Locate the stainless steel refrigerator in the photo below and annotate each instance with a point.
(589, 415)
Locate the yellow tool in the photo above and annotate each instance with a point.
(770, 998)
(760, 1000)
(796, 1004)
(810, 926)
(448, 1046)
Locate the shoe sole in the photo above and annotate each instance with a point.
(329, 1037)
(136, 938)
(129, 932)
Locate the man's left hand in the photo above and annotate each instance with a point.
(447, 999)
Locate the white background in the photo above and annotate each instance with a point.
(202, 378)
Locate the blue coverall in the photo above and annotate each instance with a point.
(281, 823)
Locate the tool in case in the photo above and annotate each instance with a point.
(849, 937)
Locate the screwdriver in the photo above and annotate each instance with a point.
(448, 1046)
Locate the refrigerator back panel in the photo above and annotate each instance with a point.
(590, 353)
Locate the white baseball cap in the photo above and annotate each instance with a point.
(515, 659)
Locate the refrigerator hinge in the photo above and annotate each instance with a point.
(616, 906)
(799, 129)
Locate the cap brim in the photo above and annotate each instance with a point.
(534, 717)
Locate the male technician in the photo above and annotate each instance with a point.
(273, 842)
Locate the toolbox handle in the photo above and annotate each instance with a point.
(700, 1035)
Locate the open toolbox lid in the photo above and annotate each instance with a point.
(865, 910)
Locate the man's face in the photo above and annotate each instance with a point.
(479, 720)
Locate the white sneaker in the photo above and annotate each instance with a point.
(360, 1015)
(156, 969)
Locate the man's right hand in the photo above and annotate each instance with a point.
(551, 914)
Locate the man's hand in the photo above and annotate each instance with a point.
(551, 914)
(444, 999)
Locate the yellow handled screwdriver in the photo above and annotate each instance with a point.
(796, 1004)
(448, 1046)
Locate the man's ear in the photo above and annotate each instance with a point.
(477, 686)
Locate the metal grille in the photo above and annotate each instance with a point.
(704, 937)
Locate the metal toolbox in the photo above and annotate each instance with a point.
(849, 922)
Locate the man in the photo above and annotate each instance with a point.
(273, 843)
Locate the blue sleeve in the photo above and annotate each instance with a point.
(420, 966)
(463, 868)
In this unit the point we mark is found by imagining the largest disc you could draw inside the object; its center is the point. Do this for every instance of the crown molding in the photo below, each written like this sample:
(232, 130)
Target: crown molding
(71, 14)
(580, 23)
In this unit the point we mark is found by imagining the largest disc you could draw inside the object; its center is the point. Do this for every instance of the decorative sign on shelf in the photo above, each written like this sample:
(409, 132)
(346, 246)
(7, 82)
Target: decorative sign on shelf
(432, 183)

+ + +

Lines holding "this" are the ones to copy; find all of them in the listing.

In this unit the point we mark is found by imagining the largest disc you could draw inside the object; its center is the point. Do this for every instance of the crown molding in the photo below, each written like this sample:
In this unit the point we mark is found by imagining the largest disc you could draw inside the object; its center is the point. Do this for every instance of the decorative sign on shelf in the photo above, each written like this sample:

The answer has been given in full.